Document extract START

Member of the National Assembly of Pakistan
- Incumbent
- Assumed office 29 February 2024
- Constituency: NA-112 Nankana Sahib-II
- In office 2015–2018
- Constituency: NA-137 Nankana Sahib-III

Personal details
- Party: PMLN (2015–present)
- Parent: Rai Mansab Ali Khan (father);

= Shezra Mansab Ali Khan =

Pakistani politician

Shezra Mansab Ali Khan Kharal is a Pakistani politician who is Minister of state for Climate Change and member of the National Assembly of Pakistan.

==Early life and education==
She was born to Rai Mansab Ali Khan who had been elected several times as a member of Provincial Assembly and National Assembly of Pakistan from Nankana Sahib, Punjab.

She holds a doctorate degree in English literature and is a graduate of the University of Glasgow.

Document extract END
Data listing START

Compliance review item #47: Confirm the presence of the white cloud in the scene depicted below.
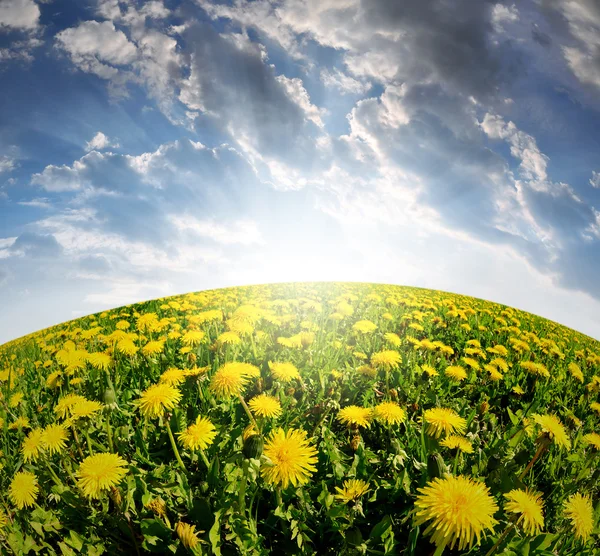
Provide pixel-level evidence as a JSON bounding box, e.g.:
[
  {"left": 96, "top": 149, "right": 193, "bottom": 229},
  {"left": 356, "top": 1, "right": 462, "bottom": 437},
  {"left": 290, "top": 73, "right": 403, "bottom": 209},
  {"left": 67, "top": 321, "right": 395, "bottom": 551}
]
[
  {"left": 17, "top": 197, "right": 52, "bottom": 209},
  {"left": 492, "top": 4, "right": 519, "bottom": 33},
  {"left": 321, "top": 69, "right": 371, "bottom": 95},
  {"left": 0, "top": 156, "right": 16, "bottom": 174},
  {"left": 171, "top": 214, "right": 264, "bottom": 245},
  {"left": 85, "top": 131, "right": 119, "bottom": 151},
  {"left": 55, "top": 21, "right": 137, "bottom": 80},
  {"left": 0, "top": 0, "right": 40, "bottom": 31},
  {"left": 275, "top": 75, "right": 325, "bottom": 128}
]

Data listing END

§ Tasks and exercises
#1 Using the Shezra Mansab Ali Khan profile, what are the answers to these questions?
(a) Which constituency has she represented since assuming office on 29 February 2024?
(b) In what subject does she hold a doctorate?
(c) Which university is she a graduate of?
#2 Do these statements agree with the Shezra Mansab Ali Khan profile? Answer yes or no and quote the words that decide each one.
(a) She held office from 2015 to 2018 for the constituency NA-137 Nankana Sahib-III.
(b) Her father was elected only once.
(c) She is Minister of state for Finance.
#3 How would you translate this sentence from the Shezra Mansab Ali Khan profile into French? "She was born to Rai Mansab Ali Khan who had been elected several times as a member of Provincial Assembly and National Assembly of Pakistan from Nankana Sahib, Punjab."

§ Responses
#1
(a) NA-112 Nankana Sahib-II
(b) English literature
(c) The University of Glasgow

#2
(a) Yes: "In office 2015–2018" and "Constituency: NA-137 Nankana Sahib-III"
(b) No: "had been elected several times"
(c) No: "Minister of state for Climate Change"

#3 Elle est née de Rai Mansab Ali Khan, qui avait été élu à plusieurs reprises membre de l'Assemblée provinciale et de l'Assemblée nationale du Pakistan pour Nankana Sahib, au Pendjab.